## Instruções
(1) No texto sobre prisões privadas, reescreva o trecho de "E como vimos" até "à juventude não-branca.", inclusive, trocando "fedorento" por "malcheiroso".
(2) Segundo o relatório do Departamento de Justiça citado no texto sobre prisões privadas, quais casos são mais numerosos nas prisões federais privadas do que nas públicas? Liste todos.
(3) No texto sobre prisões privadas, de quanto foi a multa que o GEO Group foi obrigado a pagar em 2021?

Lá, a crescente rejeição ao sistema, para além dos argumentos já apresentados, também tem a ver com o uso da mão de obra carcerária, também prevista no projeto petista. Em 2021, por exemplo, o GEO Group foi obrigado a pagar uma multa no valor de US$ 23 milhões (R$ 138 milhões), depois de perder um processo, acusada de exploração de mão de obra semiescrava por pagar menos de US$ 1,00 por dia para os encarcerados fazendo trabalho forçado em sua unidade para imigrantes detentos, numa prisão federal no estado de Washington, onde o salário mínimo por dia trabalhado é de U$ 13,69.
Além disso, um relatório feito pelo Departamento de Justiça, em 2016, demonstrou que as prisões federais privadas, em função da superlotação, da baixa qualificação e da subcontratação de funcionários, dentre outras coisas, apresentam mais problemas de segurança (dentre encarcerados e funcionários) que suas similares públicas, com mais casos de tráfico, contrabando, agressões sexuais, rebeliões e motins.
Também foi constatado que nestas prisões são frequentes as denúncias de baixa qualidade da alimentação, dos cuidados com higiene e dos serviços de saúde; ao mesmo tempo em que eram constantes os casos de maus-tratos e punições cruéis, como longos períodos em regime de solitária e restrição de movimento, ou a colocação de presos comuns ou que praticaram delitos menores em unidades de segurança máxima.
E da mesma forma que as empresas pressionam (ou seja, subornam) os órgãos judiciais e legislativos para aumentar as causas para prender e penas impostas, as administrações das unidades prisionais criam esquemas fraudulentos para aumentar o tempo de encarceramento.
E como vimos acima, tudo isto embrulhado num fedorento pacote racista, que segundo os dados de 2021, primeiro ano do mandato de Biden e Kamala Harris, continua intacto, principalmente no que se refere à juventude não-branca.

## Listagem apresentada
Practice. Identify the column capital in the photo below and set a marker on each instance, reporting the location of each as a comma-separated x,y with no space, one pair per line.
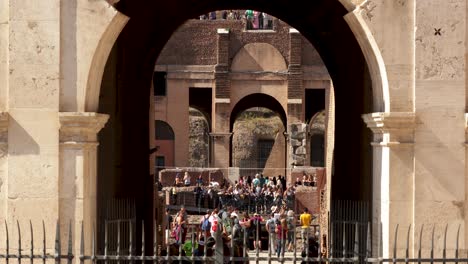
466,129
80,129
391,129
4,117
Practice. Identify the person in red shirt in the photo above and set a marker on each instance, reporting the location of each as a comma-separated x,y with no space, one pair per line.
281,232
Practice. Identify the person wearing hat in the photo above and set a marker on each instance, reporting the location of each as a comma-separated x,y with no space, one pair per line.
255,226
271,228
305,218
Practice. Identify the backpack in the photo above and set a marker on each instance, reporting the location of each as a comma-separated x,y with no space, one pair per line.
227,225
290,223
271,225
206,225
254,223
214,227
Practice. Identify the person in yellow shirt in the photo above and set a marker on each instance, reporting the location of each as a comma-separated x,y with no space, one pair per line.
305,219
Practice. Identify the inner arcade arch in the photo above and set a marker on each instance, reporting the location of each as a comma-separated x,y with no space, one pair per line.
131,67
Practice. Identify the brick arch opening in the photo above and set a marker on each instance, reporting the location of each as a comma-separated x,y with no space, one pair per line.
257,100
358,79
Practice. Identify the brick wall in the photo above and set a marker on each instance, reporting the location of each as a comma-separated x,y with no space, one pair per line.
201,36
167,177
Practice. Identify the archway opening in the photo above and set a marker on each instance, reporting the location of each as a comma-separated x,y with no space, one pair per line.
258,143
130,70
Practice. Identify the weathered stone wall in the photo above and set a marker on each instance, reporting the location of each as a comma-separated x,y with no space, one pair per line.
201,35
247,132
198,142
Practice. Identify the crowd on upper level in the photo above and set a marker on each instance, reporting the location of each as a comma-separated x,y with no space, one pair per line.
254,19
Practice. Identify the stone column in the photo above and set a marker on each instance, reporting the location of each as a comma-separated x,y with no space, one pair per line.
221,149
221,136
77,174
393,176
295,77
298,144
3,164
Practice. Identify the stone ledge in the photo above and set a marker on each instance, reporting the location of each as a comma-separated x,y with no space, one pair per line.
80,127
391,129
4,118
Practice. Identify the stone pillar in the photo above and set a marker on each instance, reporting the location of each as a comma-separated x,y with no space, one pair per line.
222,82
3,164
221,136
77,181
298,144
295,77
393,175
221,150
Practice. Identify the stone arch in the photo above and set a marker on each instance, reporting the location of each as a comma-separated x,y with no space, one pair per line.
257,100
317,140
354,19
164,139
99,59
336,31
256,57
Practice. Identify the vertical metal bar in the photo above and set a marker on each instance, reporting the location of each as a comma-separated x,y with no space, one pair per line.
93,246
82,244
356,240
155,239
368,241
106,240
192,237
344,240
257,253
395,244
432,245
244,242
7,259
407,245
444,252
180,242
205,238
330,239
43,243
420,243
58,250
118,240
142,239
269,246
456,246
31,257
294,239
19,242
70,245
130,244
232,241
379,238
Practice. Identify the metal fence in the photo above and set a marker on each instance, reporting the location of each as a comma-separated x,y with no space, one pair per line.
232,251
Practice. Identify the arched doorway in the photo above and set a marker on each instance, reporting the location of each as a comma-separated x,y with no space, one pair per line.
164,141
258,103
145,35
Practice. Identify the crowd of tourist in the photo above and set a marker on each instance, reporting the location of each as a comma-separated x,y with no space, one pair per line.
235,229
254,19
252,194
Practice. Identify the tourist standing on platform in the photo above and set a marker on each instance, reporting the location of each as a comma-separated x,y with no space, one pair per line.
281,232
290,219
271,228
305,219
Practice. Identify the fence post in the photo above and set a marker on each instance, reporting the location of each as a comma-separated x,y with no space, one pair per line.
31,257
58,250
43,244
70,243
219,249
82,244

## Respostas esperadas
(1)
E como vimos acima, tudo isto embrulhado num malcheiroso pacote racista, que segundo os dados de 2021, primeiro ano do mandato de Biden e Kamala Harris, continua intacto, principalmente no que se refere à juventude não-branca.

(2) Tráfico, contrabando, agressões sexuais, rebeliões e motins.

(3) US$ 23 milhões (R$ 138 milhões).